Exercise requirements: Rewrite the records from the line that contains "of the trunk" through the end of the records, both ends included, and swap "dot" for "marker", keeping everything else the same.

Supplied information:
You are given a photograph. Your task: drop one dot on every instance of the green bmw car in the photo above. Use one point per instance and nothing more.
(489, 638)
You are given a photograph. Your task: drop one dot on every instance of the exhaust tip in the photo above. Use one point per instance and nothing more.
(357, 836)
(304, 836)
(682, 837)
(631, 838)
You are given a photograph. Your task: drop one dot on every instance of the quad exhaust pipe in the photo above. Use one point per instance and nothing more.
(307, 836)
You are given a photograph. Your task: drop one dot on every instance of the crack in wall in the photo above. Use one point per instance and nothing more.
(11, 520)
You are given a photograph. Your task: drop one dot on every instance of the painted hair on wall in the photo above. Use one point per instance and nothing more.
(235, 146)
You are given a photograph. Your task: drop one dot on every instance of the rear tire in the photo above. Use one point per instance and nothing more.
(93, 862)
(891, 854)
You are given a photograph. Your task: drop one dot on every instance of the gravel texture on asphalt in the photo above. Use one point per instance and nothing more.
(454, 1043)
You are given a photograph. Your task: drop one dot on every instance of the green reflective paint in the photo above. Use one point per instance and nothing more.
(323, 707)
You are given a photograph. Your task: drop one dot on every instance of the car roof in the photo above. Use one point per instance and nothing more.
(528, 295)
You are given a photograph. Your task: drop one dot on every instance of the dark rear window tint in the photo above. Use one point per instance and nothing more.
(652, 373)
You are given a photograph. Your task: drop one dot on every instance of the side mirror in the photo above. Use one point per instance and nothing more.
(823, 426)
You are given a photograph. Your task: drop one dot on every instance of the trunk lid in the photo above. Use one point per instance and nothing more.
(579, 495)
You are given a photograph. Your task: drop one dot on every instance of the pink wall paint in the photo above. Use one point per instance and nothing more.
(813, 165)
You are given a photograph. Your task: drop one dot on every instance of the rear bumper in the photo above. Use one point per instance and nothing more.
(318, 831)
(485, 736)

Task solution:
You are given a photograph. Your task: drop one marker on every instance of the trunk lid in the photo above. Use one point per instance and nothing more.
(579, 495)
You are given a photograph. Your task: drop one marker on every instance of the pink wall paint in the photo above. Use one point per instance and nothing more.
(813, 165)
You are given a photograph. Your task: drop one marker on every instance of the rear bumper in the photo above. Use one point per instance and nothing more.
(318, 831)
(485, 736)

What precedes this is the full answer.